▸ Prompt
Pick out every line in the rows below that contains the word "bridle", and copy each of those lines.

--- Records for this task ---

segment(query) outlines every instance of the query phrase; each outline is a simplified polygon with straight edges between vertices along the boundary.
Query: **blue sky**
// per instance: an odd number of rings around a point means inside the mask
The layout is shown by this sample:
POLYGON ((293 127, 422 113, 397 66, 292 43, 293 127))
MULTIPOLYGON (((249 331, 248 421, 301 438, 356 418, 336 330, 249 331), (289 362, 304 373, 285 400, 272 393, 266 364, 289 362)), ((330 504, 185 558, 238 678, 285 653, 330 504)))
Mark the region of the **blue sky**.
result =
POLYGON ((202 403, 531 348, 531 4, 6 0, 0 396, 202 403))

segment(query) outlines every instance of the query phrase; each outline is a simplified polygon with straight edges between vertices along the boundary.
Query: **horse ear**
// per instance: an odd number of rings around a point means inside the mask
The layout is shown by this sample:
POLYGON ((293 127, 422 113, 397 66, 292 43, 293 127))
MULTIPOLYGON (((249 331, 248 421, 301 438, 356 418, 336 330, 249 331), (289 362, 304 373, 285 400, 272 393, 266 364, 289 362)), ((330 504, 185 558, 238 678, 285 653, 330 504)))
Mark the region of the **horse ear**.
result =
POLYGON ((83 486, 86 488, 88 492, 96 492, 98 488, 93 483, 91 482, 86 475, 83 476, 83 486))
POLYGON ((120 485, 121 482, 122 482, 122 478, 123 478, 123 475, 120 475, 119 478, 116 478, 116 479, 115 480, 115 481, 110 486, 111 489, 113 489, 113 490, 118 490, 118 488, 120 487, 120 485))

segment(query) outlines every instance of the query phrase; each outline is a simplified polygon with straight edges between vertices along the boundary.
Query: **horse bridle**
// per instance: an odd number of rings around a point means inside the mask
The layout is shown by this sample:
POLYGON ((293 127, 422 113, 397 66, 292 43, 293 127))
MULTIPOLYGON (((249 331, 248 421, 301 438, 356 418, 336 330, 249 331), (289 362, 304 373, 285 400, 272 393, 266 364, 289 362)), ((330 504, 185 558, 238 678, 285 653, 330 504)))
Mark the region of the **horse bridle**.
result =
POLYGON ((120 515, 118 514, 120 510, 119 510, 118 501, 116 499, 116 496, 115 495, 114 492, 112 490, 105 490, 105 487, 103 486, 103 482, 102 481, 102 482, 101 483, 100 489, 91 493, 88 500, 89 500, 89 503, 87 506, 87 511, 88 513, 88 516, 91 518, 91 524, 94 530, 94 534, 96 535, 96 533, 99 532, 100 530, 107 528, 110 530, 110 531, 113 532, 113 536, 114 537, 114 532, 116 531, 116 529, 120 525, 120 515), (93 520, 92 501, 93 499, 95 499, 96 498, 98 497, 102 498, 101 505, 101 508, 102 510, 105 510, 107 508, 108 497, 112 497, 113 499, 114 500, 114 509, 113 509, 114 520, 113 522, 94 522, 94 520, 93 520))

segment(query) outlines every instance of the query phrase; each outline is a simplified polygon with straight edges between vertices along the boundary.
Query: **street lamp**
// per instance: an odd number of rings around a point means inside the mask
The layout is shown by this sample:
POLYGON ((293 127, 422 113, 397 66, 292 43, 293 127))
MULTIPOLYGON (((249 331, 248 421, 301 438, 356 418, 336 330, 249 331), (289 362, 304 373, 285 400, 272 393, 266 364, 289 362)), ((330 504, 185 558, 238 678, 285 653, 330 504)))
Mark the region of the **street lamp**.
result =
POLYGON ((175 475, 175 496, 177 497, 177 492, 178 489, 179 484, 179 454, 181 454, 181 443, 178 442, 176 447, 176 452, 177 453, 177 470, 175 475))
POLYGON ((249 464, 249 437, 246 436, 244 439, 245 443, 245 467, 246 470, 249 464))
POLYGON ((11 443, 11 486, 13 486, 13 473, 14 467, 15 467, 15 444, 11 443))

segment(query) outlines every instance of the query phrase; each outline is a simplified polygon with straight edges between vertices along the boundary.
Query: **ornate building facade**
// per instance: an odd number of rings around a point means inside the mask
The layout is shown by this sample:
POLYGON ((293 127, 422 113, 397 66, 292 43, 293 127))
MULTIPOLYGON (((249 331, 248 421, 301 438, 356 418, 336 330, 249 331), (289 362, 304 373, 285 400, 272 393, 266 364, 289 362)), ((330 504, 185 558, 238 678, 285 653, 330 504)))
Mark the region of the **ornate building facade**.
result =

---

▸ Response
Query: **horse bridle**
Mark the region of the **horse bridle**.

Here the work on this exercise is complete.